*GIVEN PROBLEM 1*. Reproduce the capital markets text word for word, starting with "Capital Markets &" and going on through "in emerging markets.".

*SELECTED TEXT*.
+ + +
Capital Markets & Securities
As a top capital markets law firm, McMillan works with clients in Canada, the United States and internationally to navigate today’s capital markets challenges. McMillan’s breadth of experience in securities and corporate law allows us to advise businesses ranging from Fortune 500 to fast-growing small and medium-sized enterprises to first movers in emerging markets.
McMillan’s capital markets lawyers can successfully assist clients with respect to any transactions that impact the capital markets for any size of deal, regardless of the complexities from a regulatory or legal perspective. We have ample experience negotiating with all levels of lenders, issuers, institutional shareholders and investment banks, and have fostered relationships with regulatory bodies and exchanges, allowing us to deliver unmatched value to our capital markets clients.
CORPORATE FINANCE
Our corporate finance experience gives our lawyers some of the legal profession’s foremost capabilities in transactional, regulatory requirements, including filing and clearance of offering documents with all of Canada’s provincial securities regulators, as well as the U.S. Securities and Exchange Commission. Our experience covers all aspects of financings, including prospectus financings, private placements and PIPES.
The corporate finance environment is complicated by the array of market participants—from issuers to institutional investors, to underwriters — and the laws and regulations surrounding capital markets transactions get more complex by the day. McMillan’s corporate finance lawyers employ their in-depth knowledge of the laws that govern capital markets to help clients successfully navigate this domain.
IPOs & ALTERNATIVE IPOs
The path to an initial public offering (IPO) is long and extremely complex. Increasing the complexity of the endeavour is the need for many companies to seek listings on multiple exchanges. Companies can also face complexities in pursuing alternative IPOs, such as a reverse takeover or a transaction with a capital pool company. McMillan’s lawyers specializing in capital markets leverage their knowledge and experience navigating securities law to help clients assess opportunity versus risk when choosing between an IPO or alternative IPO. We are well-versed in the listing requirements and processes of the Toronto Stock Exchange (TSX), the TSX Venture Exchange (TSX-V), the NOE Exchange (NEO), the Canadian Securities Exchange (CSE), as well as key stock exchanges and trading platforms in the United States, Europe, Latin America and Asia.
+ + +
*RAW RECORDS*.
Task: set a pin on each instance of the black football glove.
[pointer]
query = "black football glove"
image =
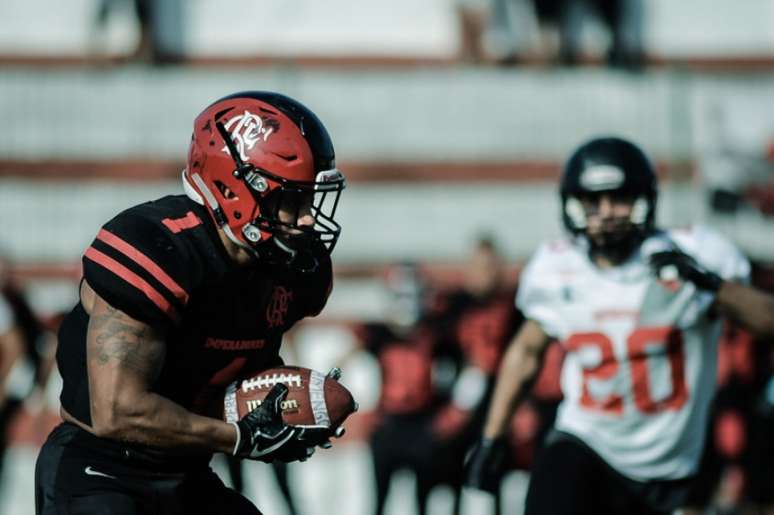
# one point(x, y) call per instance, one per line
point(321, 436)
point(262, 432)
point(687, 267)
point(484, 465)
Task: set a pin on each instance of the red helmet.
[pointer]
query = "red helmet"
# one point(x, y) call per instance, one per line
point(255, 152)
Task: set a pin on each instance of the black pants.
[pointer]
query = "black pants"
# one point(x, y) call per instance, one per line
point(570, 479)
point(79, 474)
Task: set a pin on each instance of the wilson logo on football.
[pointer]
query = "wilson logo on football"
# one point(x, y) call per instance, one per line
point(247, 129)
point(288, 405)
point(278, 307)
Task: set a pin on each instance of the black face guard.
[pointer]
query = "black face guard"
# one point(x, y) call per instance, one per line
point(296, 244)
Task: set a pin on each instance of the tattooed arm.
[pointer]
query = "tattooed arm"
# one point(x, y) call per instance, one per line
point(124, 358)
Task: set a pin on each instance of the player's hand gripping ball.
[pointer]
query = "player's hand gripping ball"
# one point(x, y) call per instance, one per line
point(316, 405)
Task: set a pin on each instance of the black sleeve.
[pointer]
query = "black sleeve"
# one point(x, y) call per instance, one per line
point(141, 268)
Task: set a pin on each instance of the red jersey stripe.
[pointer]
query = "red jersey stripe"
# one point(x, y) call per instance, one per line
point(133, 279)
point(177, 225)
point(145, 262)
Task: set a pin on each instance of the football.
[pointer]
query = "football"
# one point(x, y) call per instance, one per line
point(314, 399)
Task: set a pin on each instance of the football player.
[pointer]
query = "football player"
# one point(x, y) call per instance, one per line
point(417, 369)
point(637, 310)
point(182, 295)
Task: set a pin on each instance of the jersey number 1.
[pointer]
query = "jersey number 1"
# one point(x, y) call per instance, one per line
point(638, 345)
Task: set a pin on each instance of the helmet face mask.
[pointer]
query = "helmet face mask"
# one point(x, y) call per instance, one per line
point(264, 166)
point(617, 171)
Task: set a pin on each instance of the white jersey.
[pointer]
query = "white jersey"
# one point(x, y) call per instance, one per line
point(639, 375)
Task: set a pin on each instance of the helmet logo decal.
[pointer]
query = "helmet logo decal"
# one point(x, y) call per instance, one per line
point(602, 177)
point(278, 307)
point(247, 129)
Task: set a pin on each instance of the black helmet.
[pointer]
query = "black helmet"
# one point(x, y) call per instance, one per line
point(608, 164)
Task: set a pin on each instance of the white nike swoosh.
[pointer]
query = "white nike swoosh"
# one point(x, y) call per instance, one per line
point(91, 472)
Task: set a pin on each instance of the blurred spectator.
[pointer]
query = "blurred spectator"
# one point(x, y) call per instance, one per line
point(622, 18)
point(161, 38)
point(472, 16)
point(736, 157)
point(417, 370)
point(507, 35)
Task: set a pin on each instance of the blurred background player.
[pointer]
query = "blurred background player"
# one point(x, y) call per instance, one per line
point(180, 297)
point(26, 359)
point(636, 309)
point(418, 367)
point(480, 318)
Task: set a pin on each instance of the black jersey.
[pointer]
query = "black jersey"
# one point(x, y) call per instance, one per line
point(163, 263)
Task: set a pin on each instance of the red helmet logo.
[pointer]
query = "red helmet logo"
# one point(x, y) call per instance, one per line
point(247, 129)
+ + +
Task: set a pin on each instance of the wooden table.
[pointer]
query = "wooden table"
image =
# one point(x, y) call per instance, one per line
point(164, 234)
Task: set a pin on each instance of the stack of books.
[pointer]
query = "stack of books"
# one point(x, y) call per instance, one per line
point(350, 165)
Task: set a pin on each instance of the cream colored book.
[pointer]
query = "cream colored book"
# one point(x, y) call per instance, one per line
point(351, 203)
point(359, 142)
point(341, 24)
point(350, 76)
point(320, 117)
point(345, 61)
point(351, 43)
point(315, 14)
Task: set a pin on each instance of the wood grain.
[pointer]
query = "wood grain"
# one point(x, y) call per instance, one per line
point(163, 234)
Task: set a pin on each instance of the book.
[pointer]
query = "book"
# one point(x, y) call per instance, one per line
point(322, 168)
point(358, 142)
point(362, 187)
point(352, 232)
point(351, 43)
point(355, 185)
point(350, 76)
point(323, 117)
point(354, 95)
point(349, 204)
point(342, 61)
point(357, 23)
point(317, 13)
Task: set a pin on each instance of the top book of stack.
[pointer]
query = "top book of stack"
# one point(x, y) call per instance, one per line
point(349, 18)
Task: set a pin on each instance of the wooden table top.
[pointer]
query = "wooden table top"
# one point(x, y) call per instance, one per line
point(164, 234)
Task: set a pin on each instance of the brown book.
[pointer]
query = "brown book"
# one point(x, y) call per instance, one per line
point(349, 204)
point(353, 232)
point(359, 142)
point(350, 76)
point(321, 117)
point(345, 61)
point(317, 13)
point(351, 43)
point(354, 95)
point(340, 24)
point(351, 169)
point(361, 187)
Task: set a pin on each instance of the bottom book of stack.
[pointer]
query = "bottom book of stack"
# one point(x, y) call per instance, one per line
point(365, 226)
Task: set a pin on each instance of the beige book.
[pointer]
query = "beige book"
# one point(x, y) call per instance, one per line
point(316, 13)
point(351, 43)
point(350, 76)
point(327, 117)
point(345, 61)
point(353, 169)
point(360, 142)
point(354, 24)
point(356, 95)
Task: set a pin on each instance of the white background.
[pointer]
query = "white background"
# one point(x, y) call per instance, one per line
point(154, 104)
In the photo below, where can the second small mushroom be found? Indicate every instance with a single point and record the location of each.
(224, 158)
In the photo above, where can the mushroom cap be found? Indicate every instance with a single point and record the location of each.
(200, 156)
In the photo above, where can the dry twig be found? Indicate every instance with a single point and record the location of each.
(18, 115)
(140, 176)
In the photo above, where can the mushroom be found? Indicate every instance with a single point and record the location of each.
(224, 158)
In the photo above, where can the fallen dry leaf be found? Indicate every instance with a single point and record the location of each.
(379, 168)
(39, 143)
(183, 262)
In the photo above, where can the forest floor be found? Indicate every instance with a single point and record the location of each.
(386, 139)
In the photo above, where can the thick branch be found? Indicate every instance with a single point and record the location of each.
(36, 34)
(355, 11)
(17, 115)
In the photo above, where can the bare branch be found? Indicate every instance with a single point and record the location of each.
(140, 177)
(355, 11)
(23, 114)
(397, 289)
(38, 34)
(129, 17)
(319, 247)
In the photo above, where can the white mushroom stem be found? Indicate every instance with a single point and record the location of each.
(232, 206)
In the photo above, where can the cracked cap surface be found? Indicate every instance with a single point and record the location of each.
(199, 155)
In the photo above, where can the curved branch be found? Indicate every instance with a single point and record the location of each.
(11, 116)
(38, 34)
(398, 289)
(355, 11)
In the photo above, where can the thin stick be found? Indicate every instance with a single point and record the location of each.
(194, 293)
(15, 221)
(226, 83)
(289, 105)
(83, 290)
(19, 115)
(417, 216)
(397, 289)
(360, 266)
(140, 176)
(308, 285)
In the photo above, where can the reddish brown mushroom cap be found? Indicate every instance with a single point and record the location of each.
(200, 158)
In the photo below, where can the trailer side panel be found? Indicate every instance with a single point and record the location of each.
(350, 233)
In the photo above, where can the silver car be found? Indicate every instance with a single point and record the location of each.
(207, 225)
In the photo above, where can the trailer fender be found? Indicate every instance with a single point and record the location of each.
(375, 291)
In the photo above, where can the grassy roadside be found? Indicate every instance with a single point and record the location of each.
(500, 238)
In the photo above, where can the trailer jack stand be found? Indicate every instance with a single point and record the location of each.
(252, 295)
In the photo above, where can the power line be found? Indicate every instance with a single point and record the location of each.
+ + +
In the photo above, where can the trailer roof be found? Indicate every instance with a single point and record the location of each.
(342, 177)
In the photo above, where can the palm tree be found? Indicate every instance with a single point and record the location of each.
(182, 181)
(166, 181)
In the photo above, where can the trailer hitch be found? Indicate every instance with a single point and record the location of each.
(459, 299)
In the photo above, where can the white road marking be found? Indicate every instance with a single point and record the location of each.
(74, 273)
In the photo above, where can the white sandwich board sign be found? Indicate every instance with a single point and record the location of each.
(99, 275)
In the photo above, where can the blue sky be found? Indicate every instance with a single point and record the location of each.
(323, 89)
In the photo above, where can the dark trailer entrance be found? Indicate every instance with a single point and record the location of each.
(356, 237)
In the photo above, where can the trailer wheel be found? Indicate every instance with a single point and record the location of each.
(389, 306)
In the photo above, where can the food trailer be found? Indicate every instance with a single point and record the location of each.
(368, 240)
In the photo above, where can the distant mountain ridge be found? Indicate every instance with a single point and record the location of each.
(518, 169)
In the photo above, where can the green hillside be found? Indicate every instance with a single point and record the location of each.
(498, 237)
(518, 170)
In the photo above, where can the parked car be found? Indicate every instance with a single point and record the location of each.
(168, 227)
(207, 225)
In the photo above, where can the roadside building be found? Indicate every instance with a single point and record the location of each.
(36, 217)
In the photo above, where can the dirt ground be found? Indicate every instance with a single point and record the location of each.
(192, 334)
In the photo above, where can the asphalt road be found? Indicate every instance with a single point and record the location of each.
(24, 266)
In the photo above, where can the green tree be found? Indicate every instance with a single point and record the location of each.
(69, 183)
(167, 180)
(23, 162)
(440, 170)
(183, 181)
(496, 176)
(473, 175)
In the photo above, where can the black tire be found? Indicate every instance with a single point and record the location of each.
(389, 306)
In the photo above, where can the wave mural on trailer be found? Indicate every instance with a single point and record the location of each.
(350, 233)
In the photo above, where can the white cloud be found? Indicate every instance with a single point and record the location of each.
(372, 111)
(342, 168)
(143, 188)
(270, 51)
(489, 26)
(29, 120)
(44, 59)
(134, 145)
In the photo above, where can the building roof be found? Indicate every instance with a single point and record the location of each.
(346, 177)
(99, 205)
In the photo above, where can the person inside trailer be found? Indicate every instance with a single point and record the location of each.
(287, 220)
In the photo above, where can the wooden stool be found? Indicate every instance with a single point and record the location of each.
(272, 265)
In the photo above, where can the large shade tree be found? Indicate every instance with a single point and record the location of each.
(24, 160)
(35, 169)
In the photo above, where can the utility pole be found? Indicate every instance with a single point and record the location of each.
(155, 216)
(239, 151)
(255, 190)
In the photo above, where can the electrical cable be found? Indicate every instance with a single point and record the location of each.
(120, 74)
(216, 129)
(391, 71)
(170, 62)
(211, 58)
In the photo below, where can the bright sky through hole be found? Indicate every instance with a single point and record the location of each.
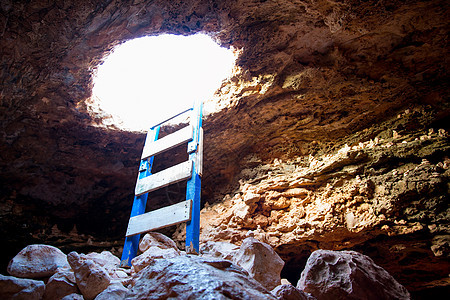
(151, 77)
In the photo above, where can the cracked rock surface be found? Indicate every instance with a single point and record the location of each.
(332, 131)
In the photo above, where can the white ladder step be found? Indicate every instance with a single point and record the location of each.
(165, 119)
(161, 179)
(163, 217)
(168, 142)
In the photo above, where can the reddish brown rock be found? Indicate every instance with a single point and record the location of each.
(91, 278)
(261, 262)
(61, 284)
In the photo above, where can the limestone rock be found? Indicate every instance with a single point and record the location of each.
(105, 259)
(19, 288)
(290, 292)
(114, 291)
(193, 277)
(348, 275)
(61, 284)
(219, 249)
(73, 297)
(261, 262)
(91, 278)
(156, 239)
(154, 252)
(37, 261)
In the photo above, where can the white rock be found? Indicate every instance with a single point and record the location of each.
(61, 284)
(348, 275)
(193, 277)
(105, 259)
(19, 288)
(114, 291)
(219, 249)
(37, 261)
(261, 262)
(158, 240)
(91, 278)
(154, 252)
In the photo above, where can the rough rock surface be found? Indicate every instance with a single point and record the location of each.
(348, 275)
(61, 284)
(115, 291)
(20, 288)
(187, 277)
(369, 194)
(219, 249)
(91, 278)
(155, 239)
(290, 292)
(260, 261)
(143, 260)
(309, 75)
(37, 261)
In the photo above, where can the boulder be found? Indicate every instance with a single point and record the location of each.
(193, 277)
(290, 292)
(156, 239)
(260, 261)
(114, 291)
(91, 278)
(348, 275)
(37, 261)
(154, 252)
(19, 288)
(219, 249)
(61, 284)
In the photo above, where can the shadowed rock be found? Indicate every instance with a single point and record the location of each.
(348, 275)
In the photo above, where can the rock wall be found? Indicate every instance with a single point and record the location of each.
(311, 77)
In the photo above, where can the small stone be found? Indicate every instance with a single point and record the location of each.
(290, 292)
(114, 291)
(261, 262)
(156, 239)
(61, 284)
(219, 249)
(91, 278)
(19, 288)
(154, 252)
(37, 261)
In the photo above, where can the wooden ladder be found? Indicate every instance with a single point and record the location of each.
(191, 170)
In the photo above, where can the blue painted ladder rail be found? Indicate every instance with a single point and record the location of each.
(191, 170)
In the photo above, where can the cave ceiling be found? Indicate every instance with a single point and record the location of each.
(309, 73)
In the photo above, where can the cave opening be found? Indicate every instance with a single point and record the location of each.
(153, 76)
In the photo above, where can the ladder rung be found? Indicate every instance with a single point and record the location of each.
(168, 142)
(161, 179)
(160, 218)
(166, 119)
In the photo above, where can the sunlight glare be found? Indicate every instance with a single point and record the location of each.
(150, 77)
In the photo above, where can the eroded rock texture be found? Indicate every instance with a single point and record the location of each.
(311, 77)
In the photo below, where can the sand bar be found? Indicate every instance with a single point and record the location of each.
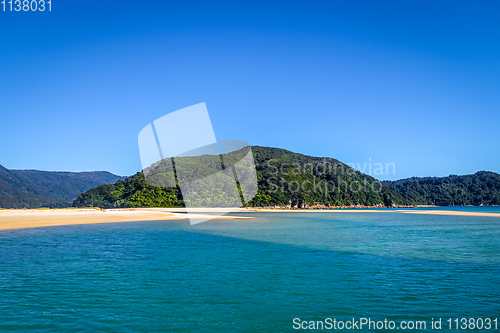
+ + +
*GIVEN PROBLEM 2*. In the records, please rename "cave" to "cavern" starting with the line with "In the photo above, where can the cave ceiling" and going on through the line with "In the photo below, where can the sand". Return only those lines, with nothing else changed.

*WORKED ANSWER 1*.
Capital Markets & Securities
As a top capital markets law firm, McMillan works with clients in Canada, the United States and internationally to navigate today’s capital markets challenges. McMillan’s breadth of experience in securities and corporate law allows us to advise businesses ranging from Fortune 500 to fast-growing small and medium-sized enterprises to first movers in emerging markets.

*WORKED ANSWER 2*.
In the photo above, where can the cavern ceiling be found? Indicate every instance with a single point and record the location of each.
(309, 73)
In the photo above, where can the cavern opening be found? Indicate every instance with a single point and record the location of each.
(153, 76)
In the photo above, where can the ladder rung be found? Indicate every instance with a single point and record the location of each.
(168, 142)
(161, 179)
(160, 218)
(166, 119)
In the photo above, where can the sunlight glare be found? Indicate every instance with a single point and record the location of each.
(150, 77)
In the photo above, where can the eroded rock texture be found? Indicate every instance with a single point and record the location of each.
(311, 77)
In the photo below, where can the sand bar be found? Indicate every instance with a single point and record the location of each.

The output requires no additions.